_Prompt_
Transcribe, word for word, everything in the thread on writing circled dots in equations from "I do not know if" down to "it’s a start.".

_Passage_
----------
# How to write dots in circle in equations

I do not know if I can write this kinds things in equations in latex.

The two answers are both excellent. I do not know how to choose. They are both standard answers for me.

• Welcome to TeX.SX! Using tikz, for example, it is possible to do things like this. Can you post a minimal working example to show what you have tried? People are more likely to help if you can given them something to work from -- at a minimum supplying your equations without the circled dots would be a good start.
– user30471
Sep 20, 2018 at 3:59
• I just saw your update. You should use Ruixi's answer, who was first.
– user121799
Sep 20, 2018 at 23:48
• PS: if both answers are just exactly equally good, check if one of the authors has substantially less reputation than the other. Sep 21, 2018 at 2:52

The coefficients remind me of Bell polynomials. The following solution is far from perfect, but it’s a start.
----------
_Extracted material_
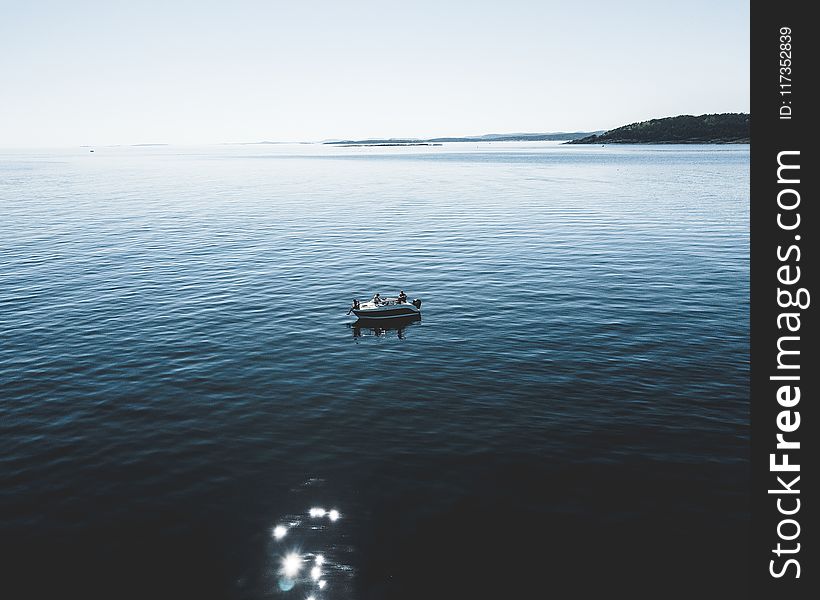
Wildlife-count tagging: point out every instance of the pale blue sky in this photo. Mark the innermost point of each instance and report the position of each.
----------
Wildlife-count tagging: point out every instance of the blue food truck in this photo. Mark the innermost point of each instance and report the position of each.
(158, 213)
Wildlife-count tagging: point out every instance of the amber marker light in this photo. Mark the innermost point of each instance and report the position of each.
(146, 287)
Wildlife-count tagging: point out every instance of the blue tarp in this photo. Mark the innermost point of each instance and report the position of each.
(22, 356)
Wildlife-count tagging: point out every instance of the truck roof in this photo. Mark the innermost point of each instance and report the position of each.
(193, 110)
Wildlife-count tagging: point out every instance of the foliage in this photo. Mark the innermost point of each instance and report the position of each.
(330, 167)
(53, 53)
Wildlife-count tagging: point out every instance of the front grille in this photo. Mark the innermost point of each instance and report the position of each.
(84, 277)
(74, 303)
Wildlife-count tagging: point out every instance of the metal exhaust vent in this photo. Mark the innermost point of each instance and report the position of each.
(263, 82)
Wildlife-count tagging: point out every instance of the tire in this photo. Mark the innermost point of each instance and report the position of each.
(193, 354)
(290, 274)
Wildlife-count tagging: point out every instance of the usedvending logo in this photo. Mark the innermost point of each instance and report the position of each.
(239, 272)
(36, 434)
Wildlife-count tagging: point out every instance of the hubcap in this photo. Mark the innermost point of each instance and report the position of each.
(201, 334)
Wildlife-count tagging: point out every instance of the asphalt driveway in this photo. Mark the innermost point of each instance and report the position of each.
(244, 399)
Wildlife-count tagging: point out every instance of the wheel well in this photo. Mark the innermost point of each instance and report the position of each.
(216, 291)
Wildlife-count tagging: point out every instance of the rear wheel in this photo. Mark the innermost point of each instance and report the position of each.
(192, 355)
----------
_Worked solution_
I do not know if I can write this kinds things in equations in latex.

The two answers are both excellent. I do not know how to choose. They are both standard answers for me.

• Welcome to TeX.SX! Using tikz, for example, it is possible to do things like this. Can you post a minimal working example to show what you have tried? People are more likely to help if you can given them something to work from -- at a minimum supplying your equations without the circled dots would be a good start.
– user30471
Sep 20, 2018 at 3:59
• I just saw your update. You should use Ruixi's answer, who was first.
– user121799
Sep 20, 2018 at 23:48
• PS: if both answers are just exactly equally good, check if one of the authors has substantially less reputation than the other. Sep 21, 2018 at 2:52

The coefficients remind me of Bell polynomials. The following solution is far from perfect, but it’s a start.